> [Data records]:
▬▬▬▬▬▬

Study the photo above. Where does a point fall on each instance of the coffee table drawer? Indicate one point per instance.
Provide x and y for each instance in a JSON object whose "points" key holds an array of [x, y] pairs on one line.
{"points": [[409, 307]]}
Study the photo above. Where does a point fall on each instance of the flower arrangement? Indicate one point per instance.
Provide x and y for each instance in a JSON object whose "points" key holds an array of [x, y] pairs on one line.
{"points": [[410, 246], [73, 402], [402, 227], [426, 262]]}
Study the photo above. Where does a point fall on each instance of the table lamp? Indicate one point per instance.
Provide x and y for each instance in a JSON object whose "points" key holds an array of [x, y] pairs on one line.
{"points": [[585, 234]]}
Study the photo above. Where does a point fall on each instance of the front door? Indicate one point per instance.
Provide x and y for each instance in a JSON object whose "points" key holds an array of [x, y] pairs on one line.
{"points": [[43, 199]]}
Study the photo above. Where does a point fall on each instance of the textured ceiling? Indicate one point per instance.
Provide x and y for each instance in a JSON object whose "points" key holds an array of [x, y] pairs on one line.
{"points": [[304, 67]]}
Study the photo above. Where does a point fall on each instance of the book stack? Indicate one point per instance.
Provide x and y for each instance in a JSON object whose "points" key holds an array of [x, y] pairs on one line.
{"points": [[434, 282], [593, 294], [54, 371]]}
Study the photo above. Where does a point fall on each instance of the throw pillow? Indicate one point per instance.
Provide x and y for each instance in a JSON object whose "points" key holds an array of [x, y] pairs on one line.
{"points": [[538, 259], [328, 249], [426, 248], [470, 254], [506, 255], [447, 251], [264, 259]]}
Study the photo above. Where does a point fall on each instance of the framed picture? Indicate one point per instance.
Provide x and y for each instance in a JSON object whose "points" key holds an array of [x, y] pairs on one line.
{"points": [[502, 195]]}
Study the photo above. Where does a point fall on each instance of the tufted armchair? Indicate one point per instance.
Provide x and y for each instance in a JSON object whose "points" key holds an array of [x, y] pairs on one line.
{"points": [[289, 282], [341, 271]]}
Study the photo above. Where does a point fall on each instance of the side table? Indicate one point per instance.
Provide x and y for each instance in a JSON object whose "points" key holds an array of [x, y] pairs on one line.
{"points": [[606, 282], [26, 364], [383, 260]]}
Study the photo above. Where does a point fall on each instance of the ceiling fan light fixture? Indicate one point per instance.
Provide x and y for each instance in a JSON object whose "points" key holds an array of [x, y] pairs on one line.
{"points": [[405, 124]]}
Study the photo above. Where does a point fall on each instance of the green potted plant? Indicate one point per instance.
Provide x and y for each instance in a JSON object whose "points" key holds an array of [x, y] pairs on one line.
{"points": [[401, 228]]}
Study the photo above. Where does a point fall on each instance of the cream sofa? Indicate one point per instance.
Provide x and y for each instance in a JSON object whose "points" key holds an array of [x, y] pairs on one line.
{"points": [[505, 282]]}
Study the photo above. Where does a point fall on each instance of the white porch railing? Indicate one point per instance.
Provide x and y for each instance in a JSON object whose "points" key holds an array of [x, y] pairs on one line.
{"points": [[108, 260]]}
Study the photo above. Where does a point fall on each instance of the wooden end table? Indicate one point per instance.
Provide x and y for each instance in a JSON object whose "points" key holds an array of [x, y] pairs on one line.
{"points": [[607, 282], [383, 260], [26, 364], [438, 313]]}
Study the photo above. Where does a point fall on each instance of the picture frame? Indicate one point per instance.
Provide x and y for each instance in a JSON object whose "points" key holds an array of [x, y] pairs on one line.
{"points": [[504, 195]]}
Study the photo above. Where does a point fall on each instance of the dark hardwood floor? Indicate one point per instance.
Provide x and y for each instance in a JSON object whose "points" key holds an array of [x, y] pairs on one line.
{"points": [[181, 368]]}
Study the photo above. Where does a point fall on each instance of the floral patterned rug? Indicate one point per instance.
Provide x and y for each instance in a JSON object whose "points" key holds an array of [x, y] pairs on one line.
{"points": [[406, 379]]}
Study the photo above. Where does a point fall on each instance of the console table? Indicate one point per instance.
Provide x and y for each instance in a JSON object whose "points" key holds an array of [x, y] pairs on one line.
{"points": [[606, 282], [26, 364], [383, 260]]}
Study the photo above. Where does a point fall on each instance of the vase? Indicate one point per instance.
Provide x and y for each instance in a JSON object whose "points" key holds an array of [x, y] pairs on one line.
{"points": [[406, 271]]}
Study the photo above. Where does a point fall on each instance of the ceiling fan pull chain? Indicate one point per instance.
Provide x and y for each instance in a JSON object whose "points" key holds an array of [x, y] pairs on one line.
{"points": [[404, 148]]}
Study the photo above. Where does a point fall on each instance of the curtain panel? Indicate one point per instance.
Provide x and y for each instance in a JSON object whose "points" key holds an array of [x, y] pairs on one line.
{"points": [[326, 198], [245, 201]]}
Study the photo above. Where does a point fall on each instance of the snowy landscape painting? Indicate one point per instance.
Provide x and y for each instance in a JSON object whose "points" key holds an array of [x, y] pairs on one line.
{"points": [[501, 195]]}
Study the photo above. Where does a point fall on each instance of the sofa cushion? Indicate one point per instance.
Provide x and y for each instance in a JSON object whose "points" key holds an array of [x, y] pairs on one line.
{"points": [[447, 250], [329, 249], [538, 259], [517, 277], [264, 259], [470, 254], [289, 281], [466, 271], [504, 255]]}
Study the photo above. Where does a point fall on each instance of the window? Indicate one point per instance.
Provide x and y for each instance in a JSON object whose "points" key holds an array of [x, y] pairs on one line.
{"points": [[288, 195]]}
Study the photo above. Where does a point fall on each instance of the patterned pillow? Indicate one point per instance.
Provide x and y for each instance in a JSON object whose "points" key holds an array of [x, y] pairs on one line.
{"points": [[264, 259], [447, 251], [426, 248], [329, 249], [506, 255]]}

▬▬▬▬▬▬

> [Directions]:
Could you quote, exactly as they appear, the line containing "cushion? Indicate one point per instance." and every line after it to the end of the records above?

> [Response to this task]:
Study the photo above. Where does a point fall on each instance of the sofa cushion? Indicate one point per instance.
Provide x and y for each instance in a JSON object whose "points" key holds an array of [x, y] pairs on one line.
{"points": [[447, 250], [329, 249], [538, 259], [517, 277], [264, 259], [470, 254], [289, 281], [466, 271], [504, 255]]}
Study the photo above. Where does a point fall on each instance of the window? Indicate one point per instance.
Provide x and y for each instance in a JSON object whose "points" key holds an array of [x, y] pairs on one line.
{"points": [[288, 195]]}
Study the photo above. Where does a point fall on each instance of the patterned pillow? Indicate one point per instance.
Provide x and y for each instance in a JSON object whose "points" key holds an array of [x, y] pairs on one line.
{"points": [[264, 259], [447, 251], [426, 248], [329, 249], [506, 255]]}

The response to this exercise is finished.